◆ REQUIRED ACTION: Would you transcribe word for word every line from the one containing "the dark chalkboard." to the end of the data, both ends included, and leave out the rest?
== DATA UNDER STUDY ==
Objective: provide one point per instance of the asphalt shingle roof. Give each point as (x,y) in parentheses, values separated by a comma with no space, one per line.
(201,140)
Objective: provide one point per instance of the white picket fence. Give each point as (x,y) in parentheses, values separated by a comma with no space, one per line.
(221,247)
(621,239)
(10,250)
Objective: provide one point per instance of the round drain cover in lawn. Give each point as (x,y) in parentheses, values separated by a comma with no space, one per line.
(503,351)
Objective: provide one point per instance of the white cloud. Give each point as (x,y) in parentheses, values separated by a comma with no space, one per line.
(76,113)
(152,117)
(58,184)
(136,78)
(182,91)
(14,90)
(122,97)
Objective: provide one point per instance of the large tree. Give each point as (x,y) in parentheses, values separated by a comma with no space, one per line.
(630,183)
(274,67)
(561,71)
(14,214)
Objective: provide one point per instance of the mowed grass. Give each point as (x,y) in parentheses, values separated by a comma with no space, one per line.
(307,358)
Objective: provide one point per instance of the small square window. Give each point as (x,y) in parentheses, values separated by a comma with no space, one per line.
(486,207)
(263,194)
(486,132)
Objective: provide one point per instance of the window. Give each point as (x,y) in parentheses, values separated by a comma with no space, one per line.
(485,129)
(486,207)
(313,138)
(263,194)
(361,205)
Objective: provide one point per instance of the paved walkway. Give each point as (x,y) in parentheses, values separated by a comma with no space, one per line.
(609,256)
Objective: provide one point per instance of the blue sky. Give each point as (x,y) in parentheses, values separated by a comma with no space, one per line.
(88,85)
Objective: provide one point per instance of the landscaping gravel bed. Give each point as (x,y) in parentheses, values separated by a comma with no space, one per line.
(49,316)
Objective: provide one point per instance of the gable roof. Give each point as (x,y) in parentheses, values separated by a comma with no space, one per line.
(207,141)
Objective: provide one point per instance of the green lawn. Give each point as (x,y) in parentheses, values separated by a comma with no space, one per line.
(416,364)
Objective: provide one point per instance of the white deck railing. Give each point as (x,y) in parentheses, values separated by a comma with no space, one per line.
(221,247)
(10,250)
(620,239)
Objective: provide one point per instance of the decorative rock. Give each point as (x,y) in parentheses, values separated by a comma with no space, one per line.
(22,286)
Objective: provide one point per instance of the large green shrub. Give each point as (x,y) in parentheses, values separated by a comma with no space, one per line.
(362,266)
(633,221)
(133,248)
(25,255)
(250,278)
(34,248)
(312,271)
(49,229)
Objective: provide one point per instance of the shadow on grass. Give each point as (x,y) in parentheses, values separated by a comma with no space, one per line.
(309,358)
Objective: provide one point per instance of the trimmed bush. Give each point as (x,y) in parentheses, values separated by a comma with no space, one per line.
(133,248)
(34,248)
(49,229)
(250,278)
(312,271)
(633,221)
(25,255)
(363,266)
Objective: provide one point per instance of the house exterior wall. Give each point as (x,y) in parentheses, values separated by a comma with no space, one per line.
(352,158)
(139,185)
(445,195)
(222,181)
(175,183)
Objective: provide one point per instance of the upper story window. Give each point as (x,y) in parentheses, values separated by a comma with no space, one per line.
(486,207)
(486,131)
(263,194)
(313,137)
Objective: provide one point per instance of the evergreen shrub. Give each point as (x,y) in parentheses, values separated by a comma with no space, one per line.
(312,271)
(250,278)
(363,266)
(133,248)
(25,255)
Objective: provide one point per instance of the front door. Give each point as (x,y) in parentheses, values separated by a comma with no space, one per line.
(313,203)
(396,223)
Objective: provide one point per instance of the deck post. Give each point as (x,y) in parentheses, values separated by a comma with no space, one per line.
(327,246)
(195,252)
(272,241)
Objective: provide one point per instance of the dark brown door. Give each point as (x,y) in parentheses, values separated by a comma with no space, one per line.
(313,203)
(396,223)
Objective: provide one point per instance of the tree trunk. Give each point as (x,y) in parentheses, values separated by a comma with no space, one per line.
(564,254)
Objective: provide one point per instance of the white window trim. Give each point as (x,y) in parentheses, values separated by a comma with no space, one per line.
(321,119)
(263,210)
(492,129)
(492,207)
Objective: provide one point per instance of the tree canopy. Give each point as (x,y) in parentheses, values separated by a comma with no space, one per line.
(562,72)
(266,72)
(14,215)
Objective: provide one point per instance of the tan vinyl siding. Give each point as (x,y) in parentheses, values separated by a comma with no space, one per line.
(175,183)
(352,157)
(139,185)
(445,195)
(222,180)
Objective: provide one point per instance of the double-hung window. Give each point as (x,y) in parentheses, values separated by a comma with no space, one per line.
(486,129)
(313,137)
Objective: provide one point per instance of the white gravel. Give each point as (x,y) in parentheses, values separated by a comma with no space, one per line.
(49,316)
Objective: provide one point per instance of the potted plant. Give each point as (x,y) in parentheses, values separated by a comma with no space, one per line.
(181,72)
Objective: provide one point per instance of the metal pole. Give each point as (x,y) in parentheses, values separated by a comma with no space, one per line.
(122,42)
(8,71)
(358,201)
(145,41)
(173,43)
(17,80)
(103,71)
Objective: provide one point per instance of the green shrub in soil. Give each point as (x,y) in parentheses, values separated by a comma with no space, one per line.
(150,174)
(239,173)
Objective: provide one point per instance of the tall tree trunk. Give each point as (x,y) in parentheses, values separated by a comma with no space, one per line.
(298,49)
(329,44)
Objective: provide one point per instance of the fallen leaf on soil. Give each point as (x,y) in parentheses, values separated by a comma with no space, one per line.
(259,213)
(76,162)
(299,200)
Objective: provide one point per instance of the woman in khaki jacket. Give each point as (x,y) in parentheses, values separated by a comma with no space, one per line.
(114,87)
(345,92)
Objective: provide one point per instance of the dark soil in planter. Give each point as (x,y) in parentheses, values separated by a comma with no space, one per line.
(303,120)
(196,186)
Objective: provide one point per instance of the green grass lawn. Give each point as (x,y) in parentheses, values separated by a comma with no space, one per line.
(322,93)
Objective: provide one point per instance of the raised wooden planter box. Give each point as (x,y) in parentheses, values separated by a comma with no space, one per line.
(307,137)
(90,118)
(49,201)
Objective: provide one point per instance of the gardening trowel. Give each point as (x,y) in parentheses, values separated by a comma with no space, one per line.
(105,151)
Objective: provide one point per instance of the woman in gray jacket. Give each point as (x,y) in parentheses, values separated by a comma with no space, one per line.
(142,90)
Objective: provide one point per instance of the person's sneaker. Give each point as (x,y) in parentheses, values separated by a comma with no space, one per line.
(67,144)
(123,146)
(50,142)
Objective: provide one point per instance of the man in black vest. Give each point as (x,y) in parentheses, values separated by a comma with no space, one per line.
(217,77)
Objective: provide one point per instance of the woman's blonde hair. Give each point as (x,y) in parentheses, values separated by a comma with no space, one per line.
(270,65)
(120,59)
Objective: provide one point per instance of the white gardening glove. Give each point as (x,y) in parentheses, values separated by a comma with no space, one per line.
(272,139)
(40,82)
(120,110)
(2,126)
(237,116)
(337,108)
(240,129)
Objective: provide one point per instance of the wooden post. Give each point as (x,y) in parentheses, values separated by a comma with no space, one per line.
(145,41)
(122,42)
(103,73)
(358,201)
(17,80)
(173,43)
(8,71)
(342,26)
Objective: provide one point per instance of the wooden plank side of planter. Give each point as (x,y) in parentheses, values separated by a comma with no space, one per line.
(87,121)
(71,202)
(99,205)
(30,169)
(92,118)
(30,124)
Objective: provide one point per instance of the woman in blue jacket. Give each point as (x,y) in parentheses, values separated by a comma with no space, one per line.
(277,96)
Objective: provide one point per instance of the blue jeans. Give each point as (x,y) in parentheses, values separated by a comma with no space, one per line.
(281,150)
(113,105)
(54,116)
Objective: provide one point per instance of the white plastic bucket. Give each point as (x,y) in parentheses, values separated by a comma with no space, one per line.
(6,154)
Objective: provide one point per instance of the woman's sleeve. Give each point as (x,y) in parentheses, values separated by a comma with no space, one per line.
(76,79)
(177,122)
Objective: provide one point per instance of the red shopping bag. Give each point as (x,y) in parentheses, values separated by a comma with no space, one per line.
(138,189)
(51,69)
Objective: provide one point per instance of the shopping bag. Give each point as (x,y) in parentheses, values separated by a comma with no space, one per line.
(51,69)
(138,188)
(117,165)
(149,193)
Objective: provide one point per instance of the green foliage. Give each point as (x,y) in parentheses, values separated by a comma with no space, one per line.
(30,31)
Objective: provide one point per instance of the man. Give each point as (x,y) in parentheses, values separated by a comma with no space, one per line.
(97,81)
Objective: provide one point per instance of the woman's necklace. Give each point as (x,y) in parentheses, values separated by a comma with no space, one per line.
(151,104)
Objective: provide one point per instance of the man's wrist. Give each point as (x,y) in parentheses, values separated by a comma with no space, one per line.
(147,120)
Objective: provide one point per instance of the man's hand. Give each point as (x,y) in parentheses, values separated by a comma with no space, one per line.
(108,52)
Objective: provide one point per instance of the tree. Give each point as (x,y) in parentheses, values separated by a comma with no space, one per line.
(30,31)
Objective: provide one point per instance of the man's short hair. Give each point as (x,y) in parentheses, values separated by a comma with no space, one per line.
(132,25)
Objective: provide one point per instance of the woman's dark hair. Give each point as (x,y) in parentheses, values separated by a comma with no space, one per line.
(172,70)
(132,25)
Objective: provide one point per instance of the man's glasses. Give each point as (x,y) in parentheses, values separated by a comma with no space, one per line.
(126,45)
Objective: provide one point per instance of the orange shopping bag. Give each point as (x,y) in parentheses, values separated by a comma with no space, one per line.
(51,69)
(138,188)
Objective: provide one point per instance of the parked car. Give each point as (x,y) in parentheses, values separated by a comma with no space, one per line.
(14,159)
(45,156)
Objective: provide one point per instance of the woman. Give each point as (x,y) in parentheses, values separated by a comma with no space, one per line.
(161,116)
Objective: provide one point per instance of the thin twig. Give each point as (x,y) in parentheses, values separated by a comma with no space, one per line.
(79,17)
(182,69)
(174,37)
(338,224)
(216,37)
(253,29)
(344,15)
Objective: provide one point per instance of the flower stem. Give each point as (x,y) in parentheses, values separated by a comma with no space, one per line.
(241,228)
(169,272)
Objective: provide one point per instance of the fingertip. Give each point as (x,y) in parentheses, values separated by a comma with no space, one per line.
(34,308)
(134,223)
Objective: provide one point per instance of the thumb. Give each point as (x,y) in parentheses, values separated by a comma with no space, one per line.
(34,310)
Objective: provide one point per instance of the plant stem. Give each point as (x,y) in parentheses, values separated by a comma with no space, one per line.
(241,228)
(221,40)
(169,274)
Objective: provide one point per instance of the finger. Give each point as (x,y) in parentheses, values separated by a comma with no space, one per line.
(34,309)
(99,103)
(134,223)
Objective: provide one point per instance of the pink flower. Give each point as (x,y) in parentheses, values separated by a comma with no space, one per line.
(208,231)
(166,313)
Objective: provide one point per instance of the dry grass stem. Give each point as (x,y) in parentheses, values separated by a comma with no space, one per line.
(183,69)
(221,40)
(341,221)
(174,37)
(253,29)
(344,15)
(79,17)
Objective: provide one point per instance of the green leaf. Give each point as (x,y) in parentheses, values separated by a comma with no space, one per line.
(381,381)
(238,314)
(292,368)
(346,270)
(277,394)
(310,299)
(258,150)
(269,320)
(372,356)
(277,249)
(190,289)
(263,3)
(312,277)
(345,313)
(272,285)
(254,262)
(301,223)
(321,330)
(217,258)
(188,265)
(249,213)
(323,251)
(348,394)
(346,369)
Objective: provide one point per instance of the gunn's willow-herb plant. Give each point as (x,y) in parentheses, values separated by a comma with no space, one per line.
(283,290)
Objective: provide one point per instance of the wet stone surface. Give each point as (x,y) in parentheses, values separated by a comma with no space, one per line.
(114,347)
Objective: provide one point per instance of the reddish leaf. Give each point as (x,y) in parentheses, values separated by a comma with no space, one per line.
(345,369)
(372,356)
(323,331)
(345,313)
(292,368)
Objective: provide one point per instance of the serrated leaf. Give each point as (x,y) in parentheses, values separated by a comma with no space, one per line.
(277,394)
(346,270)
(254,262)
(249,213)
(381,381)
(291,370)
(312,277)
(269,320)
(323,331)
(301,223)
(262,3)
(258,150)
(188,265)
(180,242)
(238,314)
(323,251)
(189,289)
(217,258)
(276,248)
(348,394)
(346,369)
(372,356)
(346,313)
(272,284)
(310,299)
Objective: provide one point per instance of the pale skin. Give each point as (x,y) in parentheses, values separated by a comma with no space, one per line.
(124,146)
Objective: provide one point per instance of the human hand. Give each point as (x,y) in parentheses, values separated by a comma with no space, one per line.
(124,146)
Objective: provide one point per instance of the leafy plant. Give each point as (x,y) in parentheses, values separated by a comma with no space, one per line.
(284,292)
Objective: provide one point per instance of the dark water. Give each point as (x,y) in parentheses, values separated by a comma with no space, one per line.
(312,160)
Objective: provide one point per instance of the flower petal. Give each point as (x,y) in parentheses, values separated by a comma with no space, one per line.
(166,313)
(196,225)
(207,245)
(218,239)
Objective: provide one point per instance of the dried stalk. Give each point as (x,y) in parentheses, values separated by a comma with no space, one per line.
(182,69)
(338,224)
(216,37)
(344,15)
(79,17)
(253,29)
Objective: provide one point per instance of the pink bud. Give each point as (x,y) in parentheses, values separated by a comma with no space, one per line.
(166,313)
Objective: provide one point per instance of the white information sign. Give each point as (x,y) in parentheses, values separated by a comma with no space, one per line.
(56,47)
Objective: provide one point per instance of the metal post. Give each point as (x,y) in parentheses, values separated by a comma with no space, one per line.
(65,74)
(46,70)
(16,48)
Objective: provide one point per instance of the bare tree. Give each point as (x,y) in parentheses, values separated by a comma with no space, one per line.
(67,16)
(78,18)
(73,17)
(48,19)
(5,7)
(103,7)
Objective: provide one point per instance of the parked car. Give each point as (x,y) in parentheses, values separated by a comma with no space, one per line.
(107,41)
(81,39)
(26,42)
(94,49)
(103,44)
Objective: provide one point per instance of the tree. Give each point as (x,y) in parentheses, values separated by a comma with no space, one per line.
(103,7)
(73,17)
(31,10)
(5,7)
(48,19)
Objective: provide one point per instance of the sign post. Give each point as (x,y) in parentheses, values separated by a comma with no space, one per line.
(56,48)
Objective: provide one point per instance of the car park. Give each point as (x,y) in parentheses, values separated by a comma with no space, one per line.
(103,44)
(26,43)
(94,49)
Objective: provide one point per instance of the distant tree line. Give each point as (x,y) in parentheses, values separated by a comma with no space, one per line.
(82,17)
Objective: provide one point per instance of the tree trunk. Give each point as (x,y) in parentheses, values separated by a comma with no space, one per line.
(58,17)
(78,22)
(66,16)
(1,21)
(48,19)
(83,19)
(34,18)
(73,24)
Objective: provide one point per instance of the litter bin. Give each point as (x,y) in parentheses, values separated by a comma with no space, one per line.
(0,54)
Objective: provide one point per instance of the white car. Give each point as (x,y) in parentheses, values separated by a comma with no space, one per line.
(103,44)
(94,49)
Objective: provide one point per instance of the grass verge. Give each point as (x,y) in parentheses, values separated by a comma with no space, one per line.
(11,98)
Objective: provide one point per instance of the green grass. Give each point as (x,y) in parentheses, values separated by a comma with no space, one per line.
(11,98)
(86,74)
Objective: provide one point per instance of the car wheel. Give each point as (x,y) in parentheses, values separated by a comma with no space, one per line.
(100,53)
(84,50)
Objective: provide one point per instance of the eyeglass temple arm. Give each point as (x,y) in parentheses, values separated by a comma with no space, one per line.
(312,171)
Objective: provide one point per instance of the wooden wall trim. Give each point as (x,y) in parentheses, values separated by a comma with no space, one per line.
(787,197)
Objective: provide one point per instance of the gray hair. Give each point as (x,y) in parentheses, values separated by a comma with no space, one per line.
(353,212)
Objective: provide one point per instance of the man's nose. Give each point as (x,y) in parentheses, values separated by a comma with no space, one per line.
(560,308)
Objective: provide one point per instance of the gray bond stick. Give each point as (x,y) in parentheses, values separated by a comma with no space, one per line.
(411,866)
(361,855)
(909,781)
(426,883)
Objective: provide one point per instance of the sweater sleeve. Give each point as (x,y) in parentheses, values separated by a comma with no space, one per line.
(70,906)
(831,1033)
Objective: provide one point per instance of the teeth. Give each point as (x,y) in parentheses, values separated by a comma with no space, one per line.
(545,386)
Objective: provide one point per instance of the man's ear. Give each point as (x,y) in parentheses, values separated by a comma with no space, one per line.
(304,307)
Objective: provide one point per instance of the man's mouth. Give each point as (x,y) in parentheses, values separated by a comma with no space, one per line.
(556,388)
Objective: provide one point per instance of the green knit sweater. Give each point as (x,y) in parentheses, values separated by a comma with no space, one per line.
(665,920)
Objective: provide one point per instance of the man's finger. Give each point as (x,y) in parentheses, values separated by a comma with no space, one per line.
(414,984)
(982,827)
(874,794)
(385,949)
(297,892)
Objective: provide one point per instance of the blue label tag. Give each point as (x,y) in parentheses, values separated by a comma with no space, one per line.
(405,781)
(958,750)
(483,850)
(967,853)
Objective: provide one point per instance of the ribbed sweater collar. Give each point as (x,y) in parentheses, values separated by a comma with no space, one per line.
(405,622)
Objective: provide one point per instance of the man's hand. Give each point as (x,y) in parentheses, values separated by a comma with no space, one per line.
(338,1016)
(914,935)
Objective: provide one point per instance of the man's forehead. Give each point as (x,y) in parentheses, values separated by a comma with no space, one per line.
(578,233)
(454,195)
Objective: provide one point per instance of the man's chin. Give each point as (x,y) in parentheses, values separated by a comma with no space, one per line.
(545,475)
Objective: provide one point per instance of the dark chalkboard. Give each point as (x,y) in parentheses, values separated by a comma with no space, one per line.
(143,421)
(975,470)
===
◆ TASK RESULT:
Objective: provide one point per instance of the dark chalkboard. Give each point as (x,y) in parentheses, values separated by a comma with no space, one per line.
(143,421)
(975,470)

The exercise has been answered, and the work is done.